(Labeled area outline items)
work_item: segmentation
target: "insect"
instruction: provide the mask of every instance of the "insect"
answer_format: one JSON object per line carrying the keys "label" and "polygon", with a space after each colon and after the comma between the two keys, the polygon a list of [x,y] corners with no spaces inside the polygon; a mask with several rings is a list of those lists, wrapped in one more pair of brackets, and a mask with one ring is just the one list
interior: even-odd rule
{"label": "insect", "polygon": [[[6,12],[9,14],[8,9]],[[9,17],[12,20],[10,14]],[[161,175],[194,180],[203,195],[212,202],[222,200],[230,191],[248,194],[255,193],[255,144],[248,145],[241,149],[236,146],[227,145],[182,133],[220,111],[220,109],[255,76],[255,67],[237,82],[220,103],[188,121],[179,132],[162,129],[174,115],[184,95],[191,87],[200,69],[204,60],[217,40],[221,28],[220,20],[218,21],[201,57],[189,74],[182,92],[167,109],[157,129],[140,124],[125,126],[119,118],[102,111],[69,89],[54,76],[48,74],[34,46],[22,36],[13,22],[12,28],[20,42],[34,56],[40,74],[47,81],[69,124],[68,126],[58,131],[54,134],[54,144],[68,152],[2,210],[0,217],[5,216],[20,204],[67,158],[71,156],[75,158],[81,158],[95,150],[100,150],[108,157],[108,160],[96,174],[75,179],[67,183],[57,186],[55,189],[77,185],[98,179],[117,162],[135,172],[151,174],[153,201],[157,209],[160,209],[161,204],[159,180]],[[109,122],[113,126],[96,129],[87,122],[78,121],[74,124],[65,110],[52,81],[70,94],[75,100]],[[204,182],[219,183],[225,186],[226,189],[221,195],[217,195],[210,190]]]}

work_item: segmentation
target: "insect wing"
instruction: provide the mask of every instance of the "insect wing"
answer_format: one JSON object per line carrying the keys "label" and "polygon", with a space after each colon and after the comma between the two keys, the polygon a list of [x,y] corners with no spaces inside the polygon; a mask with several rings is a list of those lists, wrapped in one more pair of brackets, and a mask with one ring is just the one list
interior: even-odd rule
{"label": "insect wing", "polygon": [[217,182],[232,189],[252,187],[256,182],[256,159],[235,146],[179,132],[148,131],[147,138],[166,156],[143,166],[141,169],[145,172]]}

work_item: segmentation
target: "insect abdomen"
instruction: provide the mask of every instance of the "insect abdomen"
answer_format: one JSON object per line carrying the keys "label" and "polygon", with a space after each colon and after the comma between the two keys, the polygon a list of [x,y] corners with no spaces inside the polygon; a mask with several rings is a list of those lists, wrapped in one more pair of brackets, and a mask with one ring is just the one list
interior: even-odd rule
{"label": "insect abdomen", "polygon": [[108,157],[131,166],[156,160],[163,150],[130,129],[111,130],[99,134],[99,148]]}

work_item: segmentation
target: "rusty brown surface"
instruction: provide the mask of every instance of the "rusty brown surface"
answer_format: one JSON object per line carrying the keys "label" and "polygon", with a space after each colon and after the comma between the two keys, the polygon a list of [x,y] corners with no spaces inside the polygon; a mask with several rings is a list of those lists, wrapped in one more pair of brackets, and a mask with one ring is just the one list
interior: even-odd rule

**PROBLEM TO WORK ON**:
Count how many lines of the material above contain the string "every", treating uppercase and lowercase as different, and give only that number.

**TASK OUTPUT**:
4